Exercise:
Write out every line of the entries below again, requests included, and shift each x and y coordinate in the answers up by 66 while keeping the sample coordinates in the requests unchanged. Leave the pictures out.

(Pointing and labeling entries)
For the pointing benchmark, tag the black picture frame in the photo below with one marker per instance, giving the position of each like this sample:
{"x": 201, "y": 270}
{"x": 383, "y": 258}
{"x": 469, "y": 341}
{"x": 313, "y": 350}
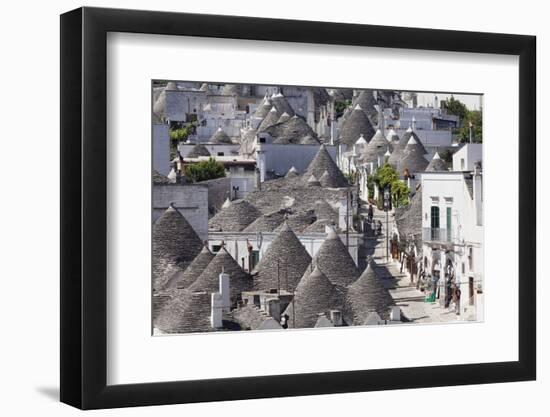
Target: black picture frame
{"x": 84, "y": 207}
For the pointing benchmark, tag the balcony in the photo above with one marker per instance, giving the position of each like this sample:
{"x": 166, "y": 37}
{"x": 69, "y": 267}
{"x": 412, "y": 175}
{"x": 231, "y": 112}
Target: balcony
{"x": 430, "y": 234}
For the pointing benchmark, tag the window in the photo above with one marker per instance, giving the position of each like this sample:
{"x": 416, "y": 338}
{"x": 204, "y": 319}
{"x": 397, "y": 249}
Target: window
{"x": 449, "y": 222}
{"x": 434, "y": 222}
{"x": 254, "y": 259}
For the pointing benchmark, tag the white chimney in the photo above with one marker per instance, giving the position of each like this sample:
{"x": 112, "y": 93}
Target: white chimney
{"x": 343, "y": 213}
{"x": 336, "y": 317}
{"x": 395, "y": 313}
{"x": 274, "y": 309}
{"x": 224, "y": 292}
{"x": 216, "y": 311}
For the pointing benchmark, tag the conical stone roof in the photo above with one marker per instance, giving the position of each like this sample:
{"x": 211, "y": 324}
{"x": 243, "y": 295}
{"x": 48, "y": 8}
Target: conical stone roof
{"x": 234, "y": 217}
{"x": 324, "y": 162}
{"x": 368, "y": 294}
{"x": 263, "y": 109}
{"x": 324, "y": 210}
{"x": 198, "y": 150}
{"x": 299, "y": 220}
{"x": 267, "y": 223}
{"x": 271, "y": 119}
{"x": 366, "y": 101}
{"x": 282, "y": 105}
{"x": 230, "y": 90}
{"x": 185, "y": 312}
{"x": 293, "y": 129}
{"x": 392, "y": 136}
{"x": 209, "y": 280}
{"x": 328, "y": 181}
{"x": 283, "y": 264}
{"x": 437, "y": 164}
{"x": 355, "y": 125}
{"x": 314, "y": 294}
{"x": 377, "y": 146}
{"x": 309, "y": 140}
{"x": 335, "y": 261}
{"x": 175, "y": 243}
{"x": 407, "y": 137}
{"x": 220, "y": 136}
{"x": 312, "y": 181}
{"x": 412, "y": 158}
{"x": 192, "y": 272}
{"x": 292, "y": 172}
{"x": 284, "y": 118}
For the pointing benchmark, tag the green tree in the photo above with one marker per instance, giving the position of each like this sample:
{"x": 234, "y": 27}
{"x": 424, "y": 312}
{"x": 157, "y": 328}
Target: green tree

Result for this exercise:
For the pointing benchmark, tag the black picture frame in the photo below with one marker per instance, giving the position of each like this sample:
{"x": 201, "y": 270}
{"x": 383, "y": 258}
{"x": 469, "y": 341}
{"x": 313, "y": 350}
Target: black picture frame
{"x": 150, "y": 273}
For the pointing benchmark, tag the balcony in the photo above with one marker per instance, giving the position of each like this sample:
{"x": 166, "y": 37}
{"x": 69, "y": 267}
{"x": 412, "y": 175}
{"x": 231, "y": 112}
Target: balcony
{"x": 496, "y": 300}
For the pointing benchmark, tag the window in the photo above with one marker per instance, giving the position of each like this sample:
{"x": 416, "y": 338}
{"x": 204, "y": 319}
{"x": 397, "y": 249}
Target: window
{"x": 515, "y": 288}
{"x": 500, "y": 288}
{"x": 320, "y": 325}
For the pointing benchmark, tag the white chimney in the photo above with one marker per instance, giving the position of each like this sample:
{"x": 112, "y": 93}
Target: white chimney
{"x": 409, "y": 279}
{"x": 402, "y": 383}
{"x": 461, "y": 379}
{"x": 340, "y": 375}
{"x": 290, "y": 358}
{"x": 282, "y": 377}
For the pointing benchmark, tag the conical stone roof in the photo above with one marker per instance, giving the position of each like this sample:
{"x": 211, "y": 324}
{"x": 243, "y": 295}
{"x": 48, "y": 8}
Target: conical stone roof
{"x": 300, "y": 283}
{"x": 390, "y": 228}
{"x": 434, "y": 360}
{"x": 329, "y": 175}
{"x": 390, "y": 276}
{"x": 264, "y": 216}
{"x": 365, "y": 286}
{"x": 333, "y": 289}
{"x": 337, "y": 185}
{"x": 432, "y": 167}
{"x": 348, "y": 171}
{"x": 296, "y": 156}
{"x": 251, "y": 378}
{"x": 359, "y": 195}
{"x": 458, "y": 202}
{"x": 275, "y": 346}
{"x": 394, "y": 247}
{"x": 349, "y": 330}
{"x": 503, "y": 230}
{"x": 421, "y": 191}
{"x": 380, "y": 360}
{"x": 443, "y": 212}
{"x": 375, "y": 206}
{"x": 401, "y": 327}
{"x": 241, "y": 309}
{"x": 473, "y": 203}
{"x": 286, "y": 202}
{"x": 378, "y": 247}
{"x": 478, "y": 224}
{"x": 258, "y": 338}
{"x": 358, "y": 238}
{"x": 350, "y": 184}
For the pointing benchmark, tag the green tree in the photo above with one marker per instance, giving the position of each like this sample:
{"x": 234, "y": 27}
{"x": 424, "y": 312}
{"x": 157, "y": 328}
Target: green tree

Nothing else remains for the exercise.